# [Задание A]
По отрывку о ночном молении на кладбище ответьте на вопросы:
(i) У кого ночует Николаевна вместе с Галей?
(ii) Что, по словам Палкина, украли?
(iii) Сколько пар глаз повернулось на хруст ветки?
# [Задание B]
Выведите без изменений часть отрывка о ночном молении на кладбище: от слов «Конечно, узлов и» до слов «чем там речь?» включительно.

# [Отрывок текста]
━━━━━━━━

На обратном пути встречаю Николаевну. Она с Галей ночует у знакомых.
— Ну не говорила я тебе, что эти истинно-православные самые что ни на есть басурмане? Придумали, видишь ли, сегодня в полночь на кладбище у разрушенной часовни моление устроить. Дня им, проклятущим, мало. По ночам со своими молитвами шастают. Сходи для смеху, если не забоишься.
Я почувствовала мучительный приступ любопытства и решила побывать на этом полуночном собрании.
У меня оставалось еще добрых три часа. Я вернулась домой. Оля еще не спала, она закидала меня нетерпеливыми вопросами. Я едва успела ответить на первый, как вдруг с улицы донеслись истошные крики. Я выбежала из дома.
— Ратуйте, люди добрые, узлы украли! — кричал Палкин.
— Богу соизволящу, попускающу… — сокрушалась, мелко крестясь, стоящая рядом со мной моя дорожная спутница — бабушка Наталья из села Мурыгино.
Конечно, узлов и след простыл. Зато разгоряченные лица дароносцев носили явные следы употребления спиртного…
…В полночь я снова очутилась возле кладбища. В голову почему-то упорно лезут стихи: «В двенадцать часов по ночам из гроба встает барабанщик». Но, как говорится, охота пуще неволи. Иду.
Как назло, луна светит ярко, освещая мою одинокую фигуру. Но зато и я, еще издали, отлично вижу спины людей, сидящих полукругом у развалин старой часовни. В руках у каждого свеча. Что-то невнятно бубнит мужской голос. Интересно, о чем там речь?
Под моей ногой нечаянно хрустнула ветка. И все головы враз поворачиваются, тридцать пар глаз смотрят на меня. И каких глаз! Злобных, жестко посверкивающих на заросших, давно не бритых лицах. Сворачиваю к реке, чувствуя на своей спине эти тяжелые глаза.
Я уже совсем было пробралась к выходу с кладбища, когда из кустов наперерез мне шагнул мужчина. «Наверно, пьяный», — струхнула я.
— Вот ведь куда вас занесло! — говорит он.
Пытаюсь оставить его реплику без ответа и проскользнуть мимо.
— Чудачка, честное слово, — смеется тот, — меня испугалась. Вот кого бояться-то надо! — и он указал в сторону сборища. — Кокнули бы вас запросто, и не пикнули бы. И чего только эти корреспонденты в самое пекло лезут?!

━━━━━━━━

# [Записанные данные]
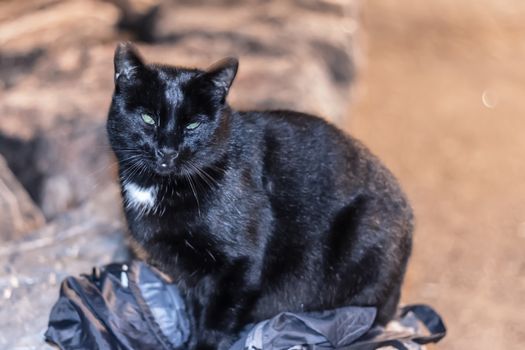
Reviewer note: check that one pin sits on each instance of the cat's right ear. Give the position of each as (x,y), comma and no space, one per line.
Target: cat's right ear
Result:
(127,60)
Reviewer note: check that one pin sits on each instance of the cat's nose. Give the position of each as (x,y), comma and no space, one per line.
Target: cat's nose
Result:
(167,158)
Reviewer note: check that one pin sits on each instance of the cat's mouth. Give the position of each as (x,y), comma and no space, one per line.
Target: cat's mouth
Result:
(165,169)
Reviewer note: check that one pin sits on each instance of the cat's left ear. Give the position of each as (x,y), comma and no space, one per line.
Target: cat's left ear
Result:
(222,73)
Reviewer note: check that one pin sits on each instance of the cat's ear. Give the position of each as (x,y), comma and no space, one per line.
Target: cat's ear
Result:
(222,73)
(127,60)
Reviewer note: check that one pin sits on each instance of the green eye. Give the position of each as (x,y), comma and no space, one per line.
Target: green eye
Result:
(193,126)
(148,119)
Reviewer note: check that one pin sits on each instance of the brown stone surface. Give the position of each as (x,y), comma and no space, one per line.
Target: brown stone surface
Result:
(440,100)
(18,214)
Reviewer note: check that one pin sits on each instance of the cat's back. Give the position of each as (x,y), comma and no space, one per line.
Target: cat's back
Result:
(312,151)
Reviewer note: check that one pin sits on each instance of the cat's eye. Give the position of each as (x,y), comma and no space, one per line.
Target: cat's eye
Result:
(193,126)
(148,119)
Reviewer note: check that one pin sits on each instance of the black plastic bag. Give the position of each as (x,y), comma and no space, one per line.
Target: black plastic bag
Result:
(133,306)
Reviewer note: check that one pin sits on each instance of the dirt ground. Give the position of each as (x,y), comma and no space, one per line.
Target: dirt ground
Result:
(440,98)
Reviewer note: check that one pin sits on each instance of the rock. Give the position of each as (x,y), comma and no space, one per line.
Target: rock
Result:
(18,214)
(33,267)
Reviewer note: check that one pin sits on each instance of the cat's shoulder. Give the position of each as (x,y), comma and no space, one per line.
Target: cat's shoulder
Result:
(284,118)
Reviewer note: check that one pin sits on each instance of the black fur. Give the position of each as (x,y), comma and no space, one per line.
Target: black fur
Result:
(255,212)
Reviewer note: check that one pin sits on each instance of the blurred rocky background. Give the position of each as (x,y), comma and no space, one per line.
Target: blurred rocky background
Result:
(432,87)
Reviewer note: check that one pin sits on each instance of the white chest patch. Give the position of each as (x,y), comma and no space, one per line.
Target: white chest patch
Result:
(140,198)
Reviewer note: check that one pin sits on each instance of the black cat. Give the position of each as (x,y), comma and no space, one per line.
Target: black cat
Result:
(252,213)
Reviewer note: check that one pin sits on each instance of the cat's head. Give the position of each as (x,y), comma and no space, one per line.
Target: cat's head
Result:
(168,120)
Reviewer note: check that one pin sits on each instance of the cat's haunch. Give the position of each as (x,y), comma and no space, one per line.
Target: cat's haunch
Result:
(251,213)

━━━━━━━━

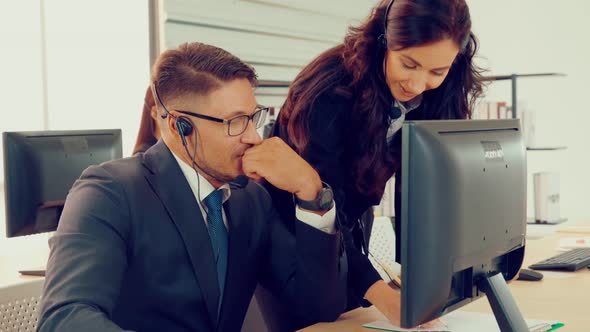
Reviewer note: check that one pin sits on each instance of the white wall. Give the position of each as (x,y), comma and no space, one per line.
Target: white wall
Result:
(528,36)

━━━━━━━━

# [Полный ответ A]
(i) У знакомых.
(ii) Узлы.
(iii) Тридцать.

# [Полный ответ B]
Конечно, узлов и след простыл. Зато разгоряченные лица дароносцев носили явные следы употребления спиртного…
…В полночь я снова очутилась возле кладбища. В голову почему-то упорно лезут стихи: «В двенадцать часов по ночам из гроба встает барабанщик». Но, как говорится, охота пуще неволи. Иду.
Как назло, луна светит ярко, освещая мою одинокую фигуру. Но зато и я, еще издали, отлично вижу спины людей, сидящих полукругом у развалин старой часовни. В руках у каждого свеча. Что-то невнятно бубнит мужской голос. Интересно, о чем там речь?